------ PROVIDED DATA ------

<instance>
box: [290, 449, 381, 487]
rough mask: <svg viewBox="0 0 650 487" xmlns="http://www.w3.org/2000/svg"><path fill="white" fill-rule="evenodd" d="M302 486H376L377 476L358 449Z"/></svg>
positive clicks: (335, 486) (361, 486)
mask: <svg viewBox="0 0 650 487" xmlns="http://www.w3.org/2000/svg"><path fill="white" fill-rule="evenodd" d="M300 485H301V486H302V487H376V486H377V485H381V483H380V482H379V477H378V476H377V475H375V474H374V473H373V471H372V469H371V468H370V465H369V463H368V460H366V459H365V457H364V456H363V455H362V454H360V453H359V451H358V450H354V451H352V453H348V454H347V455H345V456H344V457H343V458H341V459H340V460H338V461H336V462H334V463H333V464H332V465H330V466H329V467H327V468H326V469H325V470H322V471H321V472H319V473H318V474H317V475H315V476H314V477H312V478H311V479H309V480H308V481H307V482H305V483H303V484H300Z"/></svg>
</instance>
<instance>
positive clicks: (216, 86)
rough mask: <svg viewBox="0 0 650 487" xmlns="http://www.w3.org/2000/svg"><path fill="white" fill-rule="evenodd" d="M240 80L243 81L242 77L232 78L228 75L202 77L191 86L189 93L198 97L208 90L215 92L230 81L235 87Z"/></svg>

------

WHAT IS REQUIRED - Locate the word "rough" in the entries, and copy every line where it is found.

COMPLETED EXERCISE -
rough mask: <svg viewBox="0 0 650 487" xmlns="http://www.w3.org/2000/svg"><path fill="white" fill-rule="evenodd" d="M302 486H376L377 476L358 449Z"/></svg>
rough mask: <svg viewBox="0 0 650 487" xmlns="http://www.w3.org/2000/svg"><path fill="white" fill-rule="evenodd" d="M240 80L243 81L242 77L232 78L228 75L202 77L191 86L189 93L198 97L208 90L215 92L230 81L235 87Z"/></svg>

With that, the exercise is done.